### Kısa alıştırma
24 Haziran seçimlerindeki adaylıklarla ilgili metni hiçbir değişiklik yapmadan baştan sona alıntılayın.

### Gösterilen metin
24 Haziran seçimleri yaklaşıyor. İşçi ve emekçilerin kendilerini yönetiyormuş gibi hissetmelerinin sağlanmaya çalışıldığı, yönetimde söz hakları olduğu yanılsamasının yaratıldığı bir ortamda burjuva parlamentosunda yerini alabilmek için binlerce aday adayı ortaya çıkıyor. Düzen partisine göre değişen aday adaylığı bağışları bir yana, adayların birçoğunun patronlardan, tüccarlardan, sermayedarlardan ve onların tarafında saf tutanlardan oluşması mevcut sermaye düzeninde hiç de şaşırtıcı değil. Madalyonun arka yüzünde ise işçi sınıfı adına söz söyleyenlerin meclise girmek için fırsat kollamasının bir gelenek haline gelmesi gerçeği yer alıyor. Bunun son örneğini DİSK Genel Başkanlığı’ndan istifa ederek milletvekilliği adaylığına hazırlanan Kani Beko oluşturuyor.
Sınıfını bil safa gel!

### Verilen satırlar
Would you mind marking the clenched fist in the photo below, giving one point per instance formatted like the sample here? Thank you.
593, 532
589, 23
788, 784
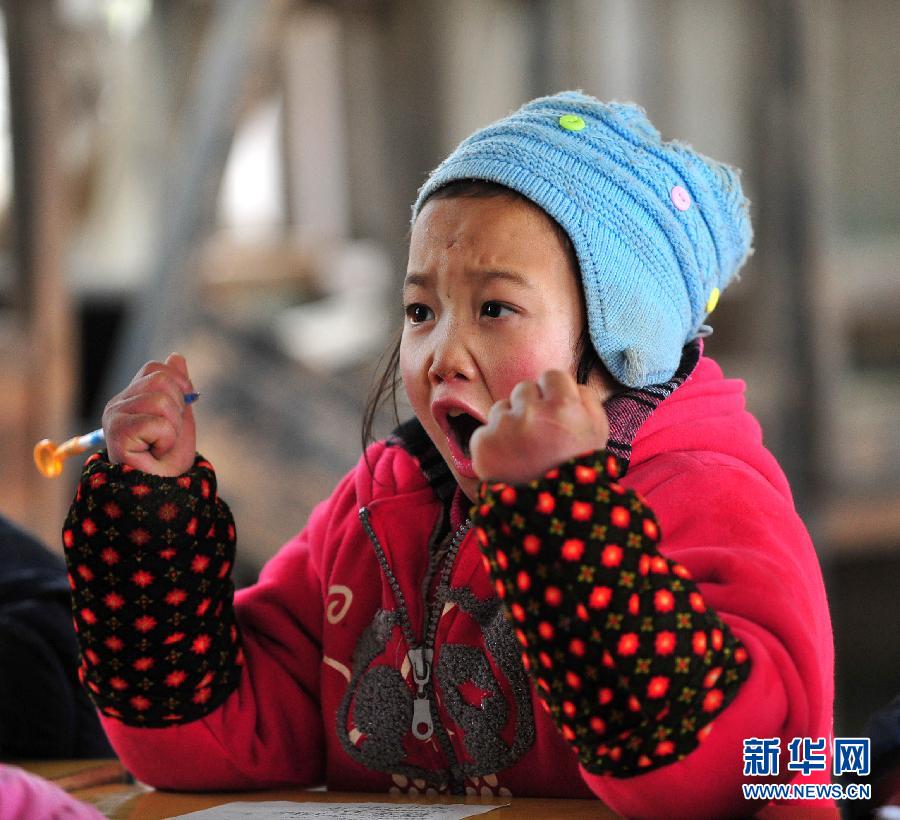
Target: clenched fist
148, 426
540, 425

* * *

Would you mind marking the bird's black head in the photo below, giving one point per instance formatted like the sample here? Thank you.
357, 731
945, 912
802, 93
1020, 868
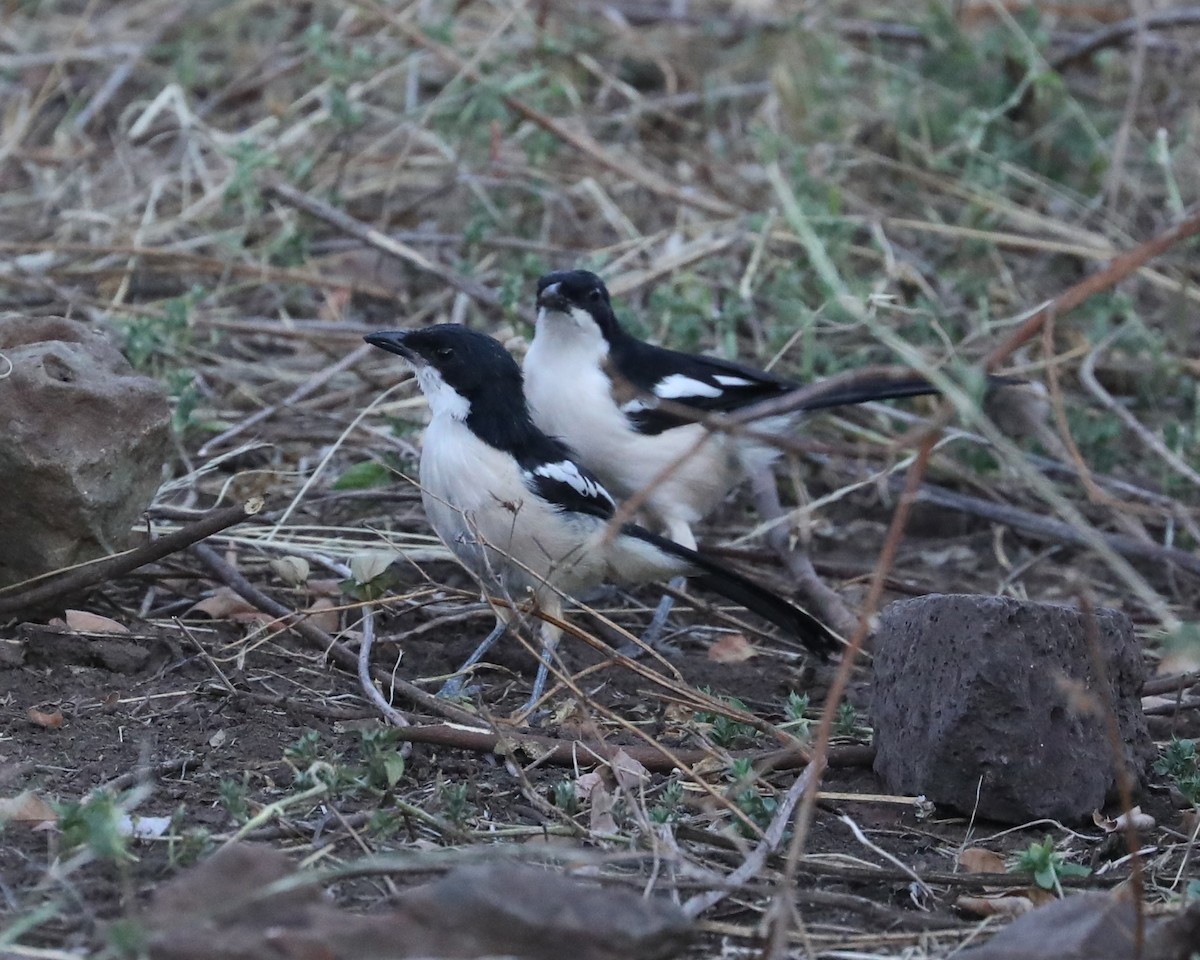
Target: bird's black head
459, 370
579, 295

==

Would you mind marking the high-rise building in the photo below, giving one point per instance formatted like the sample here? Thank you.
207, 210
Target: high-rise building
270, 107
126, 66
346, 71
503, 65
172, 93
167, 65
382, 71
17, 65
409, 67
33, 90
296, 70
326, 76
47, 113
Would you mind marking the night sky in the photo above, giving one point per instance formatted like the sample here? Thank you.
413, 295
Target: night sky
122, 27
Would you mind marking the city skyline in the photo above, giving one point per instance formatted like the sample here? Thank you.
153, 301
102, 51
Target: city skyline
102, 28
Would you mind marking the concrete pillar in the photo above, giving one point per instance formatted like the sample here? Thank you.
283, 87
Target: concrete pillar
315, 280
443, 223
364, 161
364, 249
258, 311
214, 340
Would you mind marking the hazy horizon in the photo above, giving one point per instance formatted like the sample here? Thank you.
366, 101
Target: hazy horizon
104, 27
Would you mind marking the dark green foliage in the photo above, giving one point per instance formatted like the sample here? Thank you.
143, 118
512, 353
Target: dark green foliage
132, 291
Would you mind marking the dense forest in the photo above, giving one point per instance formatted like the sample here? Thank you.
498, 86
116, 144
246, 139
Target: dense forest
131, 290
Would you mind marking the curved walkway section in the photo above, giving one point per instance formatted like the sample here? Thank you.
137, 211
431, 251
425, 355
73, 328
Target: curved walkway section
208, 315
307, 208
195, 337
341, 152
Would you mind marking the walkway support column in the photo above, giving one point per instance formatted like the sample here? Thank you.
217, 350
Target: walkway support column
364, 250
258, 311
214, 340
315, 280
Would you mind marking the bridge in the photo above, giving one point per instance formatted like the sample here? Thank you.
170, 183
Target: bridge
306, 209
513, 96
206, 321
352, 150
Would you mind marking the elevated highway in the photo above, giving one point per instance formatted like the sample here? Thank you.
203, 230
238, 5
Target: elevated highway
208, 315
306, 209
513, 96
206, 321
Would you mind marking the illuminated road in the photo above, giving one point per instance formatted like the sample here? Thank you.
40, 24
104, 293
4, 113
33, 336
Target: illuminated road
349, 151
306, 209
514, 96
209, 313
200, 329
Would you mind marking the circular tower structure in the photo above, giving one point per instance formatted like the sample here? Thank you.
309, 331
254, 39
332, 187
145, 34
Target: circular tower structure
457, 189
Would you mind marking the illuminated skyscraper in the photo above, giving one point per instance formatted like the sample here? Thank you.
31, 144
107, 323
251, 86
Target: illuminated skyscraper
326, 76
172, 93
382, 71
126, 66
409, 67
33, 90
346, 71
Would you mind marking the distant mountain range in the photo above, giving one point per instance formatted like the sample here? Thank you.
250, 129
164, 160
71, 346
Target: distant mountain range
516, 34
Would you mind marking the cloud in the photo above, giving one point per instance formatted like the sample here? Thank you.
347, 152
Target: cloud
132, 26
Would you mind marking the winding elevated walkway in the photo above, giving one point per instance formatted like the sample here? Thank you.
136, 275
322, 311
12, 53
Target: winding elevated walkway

### Alıştırmanın çözümü
24 Haziran seçimleri yaklaşıyor. İşçi ve emekçilerin kendilerini yönetiyormuş gibi hissetmelerinin sağlanmaya çalışıldığı, yönetimde söz hakları olduğu yanılsamasının yaratıldığı bir ortamda burjuva parlamentosunda yerini alabilmek için binlerce aday adayı ortaya çıkıyor. Düzen partisine göre değişen aday adaylığı bağışları bir yana, adayların birçoğunun patronlardan, tüccarlardan, sermayedarlardan ve onların tarafında saf tutanlardan oluşması mevcut sermaye düzeninde hiç de şaşırtıcı değil. Madalyonun arka yüzünde ise işçi sınıfı adına söz söyleyenlerin meclise girmek için fırsat kollamasının bir gelenek haline gelmesi gerçeği yer alıyor. Bunun son örneğini DİSK Genel Başkanlığı’ndan istifa ederek milletvekilliği adaylığına hazırlanan Kani Beko oluşturuyor.
Sınıfını bil safa gel!